What’s that in the distance? Do you see that? It’s becoming brighter… our first AnyTrust chain is upon us.

Earlier this year we announced Arbitrum AnyTrust, our new technology optimized for ultra low-cost transactions with strong security guarantees. Since then we’ve been working diligently and have now deployed our first chain built on the AnyTrust technology, and we’ve given the chain a name too: Arbitrum Nova.

(Wait, is the name Arbitrum AnyTrust or Arbitrum Nova?! Great question! The name of the chain is Arbitrum Nova and it’s built using the AnyTrust technology. This is analogous to Arbitrum One, which is a chain built using the Arbitrum Rollup technology).

This is a big step forward for everyone in the Ethereum and Arbitrum communities. With Nova operational we now have two separate Arbitrum chains running live on mainnet that together can support just about every blockchain use case. Nova will be the solution of choice for gaming and social applications, whereas Arbitrum One will continue to be the home for DeFi and many NFT projects.

Fair Launch

Nova will be fairly launched giving all developers equal access to have their apps live and ready when the network opens to users. Developers can request access today, and we’ll be opening the doors to users in the very near future.

OK I want to build. Where do I sign up?

As for next steps, developers can request access by applying here, after which we’ll provision access and new projects can start deploying. Arbitrum Nova has a chain ID of: 0xa4ba (decimal: 42170). You can read our new AnyTrust docs here, as well as view the block explorer. We’ll be rolling out additional documentation and other relevant resources in the coming weeks. We’ll be opening up to users soon, but we will be waiting at least 2 weeks to give developers time to onboard while Nova is permission-only.

One additional callout here is for projects that are planning on deploying a custom token to Nova. When the chain opens to the public, users will be able to deposit their tokens using our general bridge interface. This could result in confusion for some projects who would otherwise invoke special functionality when their tokens are bridged (i.e. directly increasing supply on Nova, etc.). For these projects it might make sense to prevent token deposits until custom bridging functionality is added. So for developers who want to prevent deposits on our general bridge web interface, please let us know within the developer-only period — which you can do through this form. If you’re unsure about whether or not you need to build custom bridging functionality, this page should help in that decision.

Wat’s Next? Wen Nitro on Arbitrum One?

As mentioned, we’ll be giving developers at least two weeks to prepare and build on Nova before end users have access. Our next step will then be to open Arbitrum Nova up to everyone and our priority at that point will be ensuring chain stability and continual onboarding of new projects and fostering a robust ecosystem. We expect the public rollout of Nova to happen in the coming weeks, and we’ll also be sharing more details about the Data Availability committee and initial members before the Nova chain opens to users.

▸ **Extracted data**
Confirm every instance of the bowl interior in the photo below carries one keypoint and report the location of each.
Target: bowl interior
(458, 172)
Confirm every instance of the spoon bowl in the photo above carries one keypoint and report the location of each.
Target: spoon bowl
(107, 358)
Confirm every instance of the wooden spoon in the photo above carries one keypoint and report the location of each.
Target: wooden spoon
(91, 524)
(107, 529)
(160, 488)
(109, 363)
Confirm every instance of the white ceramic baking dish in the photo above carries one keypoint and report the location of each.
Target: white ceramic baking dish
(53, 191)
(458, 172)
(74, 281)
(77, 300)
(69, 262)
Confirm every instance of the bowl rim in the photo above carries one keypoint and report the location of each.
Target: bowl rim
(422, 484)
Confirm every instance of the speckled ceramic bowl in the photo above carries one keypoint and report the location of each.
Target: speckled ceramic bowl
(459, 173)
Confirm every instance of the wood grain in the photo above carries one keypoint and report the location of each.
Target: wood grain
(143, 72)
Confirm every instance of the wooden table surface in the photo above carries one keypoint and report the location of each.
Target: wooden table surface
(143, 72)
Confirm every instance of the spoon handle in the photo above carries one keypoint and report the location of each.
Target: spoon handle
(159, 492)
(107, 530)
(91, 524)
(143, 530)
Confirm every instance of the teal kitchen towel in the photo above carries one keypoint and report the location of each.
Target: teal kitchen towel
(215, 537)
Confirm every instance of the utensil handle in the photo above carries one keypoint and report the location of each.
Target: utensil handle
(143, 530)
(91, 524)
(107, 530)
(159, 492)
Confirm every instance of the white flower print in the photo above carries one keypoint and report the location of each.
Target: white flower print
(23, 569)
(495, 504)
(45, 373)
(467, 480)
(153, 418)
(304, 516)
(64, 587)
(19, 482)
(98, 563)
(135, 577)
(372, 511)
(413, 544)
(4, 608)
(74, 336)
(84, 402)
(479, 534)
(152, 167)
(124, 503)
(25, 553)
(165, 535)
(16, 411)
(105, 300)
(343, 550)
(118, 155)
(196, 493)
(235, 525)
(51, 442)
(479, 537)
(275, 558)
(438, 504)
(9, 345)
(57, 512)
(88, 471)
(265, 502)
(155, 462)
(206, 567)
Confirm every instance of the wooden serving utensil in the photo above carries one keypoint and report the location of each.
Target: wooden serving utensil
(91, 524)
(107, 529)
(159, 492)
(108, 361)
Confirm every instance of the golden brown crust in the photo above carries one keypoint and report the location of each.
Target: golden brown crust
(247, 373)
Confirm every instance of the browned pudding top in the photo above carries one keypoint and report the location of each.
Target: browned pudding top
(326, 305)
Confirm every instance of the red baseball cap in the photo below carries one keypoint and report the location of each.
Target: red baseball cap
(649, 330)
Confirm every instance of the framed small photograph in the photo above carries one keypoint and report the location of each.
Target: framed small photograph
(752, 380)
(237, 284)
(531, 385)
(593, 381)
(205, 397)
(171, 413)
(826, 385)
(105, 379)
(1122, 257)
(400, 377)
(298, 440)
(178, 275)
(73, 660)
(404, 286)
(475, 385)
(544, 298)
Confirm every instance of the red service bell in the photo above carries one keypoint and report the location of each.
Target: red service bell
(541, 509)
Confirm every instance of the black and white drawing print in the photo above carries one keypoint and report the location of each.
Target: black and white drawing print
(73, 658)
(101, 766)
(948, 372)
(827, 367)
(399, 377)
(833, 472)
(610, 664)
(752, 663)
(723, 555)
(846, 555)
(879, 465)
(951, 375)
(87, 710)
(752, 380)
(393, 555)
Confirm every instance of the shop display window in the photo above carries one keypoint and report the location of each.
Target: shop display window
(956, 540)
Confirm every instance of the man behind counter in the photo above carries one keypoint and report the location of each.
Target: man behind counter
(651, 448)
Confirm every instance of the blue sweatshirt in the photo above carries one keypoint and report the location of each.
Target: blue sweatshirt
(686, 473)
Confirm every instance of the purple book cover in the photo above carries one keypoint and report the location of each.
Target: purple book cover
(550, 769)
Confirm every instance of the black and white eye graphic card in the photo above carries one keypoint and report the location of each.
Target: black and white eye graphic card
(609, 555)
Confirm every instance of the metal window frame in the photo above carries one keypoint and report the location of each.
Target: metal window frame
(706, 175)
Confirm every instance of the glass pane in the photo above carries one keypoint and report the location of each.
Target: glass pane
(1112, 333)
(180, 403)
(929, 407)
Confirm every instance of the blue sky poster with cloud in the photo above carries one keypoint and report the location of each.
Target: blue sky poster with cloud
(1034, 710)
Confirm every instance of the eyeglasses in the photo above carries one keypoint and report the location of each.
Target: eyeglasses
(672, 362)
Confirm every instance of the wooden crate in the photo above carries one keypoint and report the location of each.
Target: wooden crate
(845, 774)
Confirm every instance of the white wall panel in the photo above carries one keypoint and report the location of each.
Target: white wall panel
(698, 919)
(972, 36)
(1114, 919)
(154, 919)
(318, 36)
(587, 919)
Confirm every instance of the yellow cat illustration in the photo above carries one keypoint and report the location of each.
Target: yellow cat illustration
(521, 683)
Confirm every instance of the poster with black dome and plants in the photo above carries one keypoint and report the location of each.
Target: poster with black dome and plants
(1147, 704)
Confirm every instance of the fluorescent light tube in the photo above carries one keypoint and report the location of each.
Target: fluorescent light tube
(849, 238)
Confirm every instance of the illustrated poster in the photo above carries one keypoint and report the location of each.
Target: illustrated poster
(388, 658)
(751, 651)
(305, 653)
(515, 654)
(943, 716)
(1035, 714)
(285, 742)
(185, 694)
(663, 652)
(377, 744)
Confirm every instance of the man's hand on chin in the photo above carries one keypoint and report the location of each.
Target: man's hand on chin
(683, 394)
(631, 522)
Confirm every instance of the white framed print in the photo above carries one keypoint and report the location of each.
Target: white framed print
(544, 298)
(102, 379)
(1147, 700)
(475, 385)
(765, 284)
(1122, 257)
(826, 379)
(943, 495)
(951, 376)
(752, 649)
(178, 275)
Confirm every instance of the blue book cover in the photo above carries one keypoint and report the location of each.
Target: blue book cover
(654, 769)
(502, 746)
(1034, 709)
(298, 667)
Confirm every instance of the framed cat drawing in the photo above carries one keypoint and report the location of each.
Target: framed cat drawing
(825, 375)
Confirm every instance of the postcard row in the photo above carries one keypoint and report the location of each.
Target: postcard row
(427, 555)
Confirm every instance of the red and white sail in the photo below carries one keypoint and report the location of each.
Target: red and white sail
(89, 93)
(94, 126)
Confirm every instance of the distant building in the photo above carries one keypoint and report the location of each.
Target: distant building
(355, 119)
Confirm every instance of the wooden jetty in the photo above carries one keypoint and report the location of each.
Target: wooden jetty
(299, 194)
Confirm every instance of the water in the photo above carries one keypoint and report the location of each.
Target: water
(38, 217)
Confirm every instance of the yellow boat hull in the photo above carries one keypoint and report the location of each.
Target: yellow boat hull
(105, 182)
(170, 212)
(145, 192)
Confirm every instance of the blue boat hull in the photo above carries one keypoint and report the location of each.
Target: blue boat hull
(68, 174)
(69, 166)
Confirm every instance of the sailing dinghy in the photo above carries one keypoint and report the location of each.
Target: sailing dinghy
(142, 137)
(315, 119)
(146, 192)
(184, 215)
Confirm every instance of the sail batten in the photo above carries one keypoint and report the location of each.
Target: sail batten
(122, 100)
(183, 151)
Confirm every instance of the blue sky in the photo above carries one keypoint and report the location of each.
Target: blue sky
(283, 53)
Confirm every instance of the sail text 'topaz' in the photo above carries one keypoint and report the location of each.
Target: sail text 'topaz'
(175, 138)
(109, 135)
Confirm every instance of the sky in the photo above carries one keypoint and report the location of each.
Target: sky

▸ **Things to do**
#1 Do these statements agree with the Arbitrum Nova announcement? For each, answer yes or no and quote the words of the announcement that decide it.
(a) Arbitrum Nova's chain ID in decimal is 42170.
(b) Arbitrum One is a chain built using the AnyTrust technology.
(c) Developers will have at least two weeks on Nova before it opens to users.
#2 Please write what comes next in the Arbitrum Nova announcement, starting after its final sentence.
The records are separate material and are not part of the Arbitrum Nova announcement.

▸ **Answers to the exercise**
#1
(a) Yes: "Arbitrum Nova has a chain ID of: 0xa4ba (decimal: 42170)."
(b) No: "Arbitrum One, which is a chain built using the Arbitrum Rollup technology"
(c) Yes: "we will be waiting at least 2 weeks to give developers time to onboard while Nova is permission-only."

#2
For our community of builders focused on Arbitrum One, we have even more exciting news coming in short order [alpha leak ahead]. We are very close to the Arbitrum Nitro migration and the last testing milestone before that happens on mainnet will be migrating the Arbitrum Rinkeby testnet to Nitro. We are days away from that and once that happens we’ll be full steam ahead. Additionally we are planning on standing up a new Nitro-based Arbitrum Goerli testnet to serve as the long-term Arbitrum testnet. We’ll be sharing more details around timing and what our developer community can expect with these changes in a follow-up post in the coming days.

How is Nova different from Arbitrum One?

Nova is our new chain built on top of our AnyTrust technology, whereas Arbitrum One is our existing chain built on our optimistic rollup technology. The key technical differentiator is that whereas Arbitrum One puts all transaction data on Ethereum all the time, Nova makes use of a data availability committee. In doing so, Nova achieves significant cost savings by first sending the data to the committee and only falls back to putting data on-chain if the committee fails to do its job. Nova is an entirely new chain with a different set of assumptions and is designed for gaming, social applications and more cost-sensitive use cases.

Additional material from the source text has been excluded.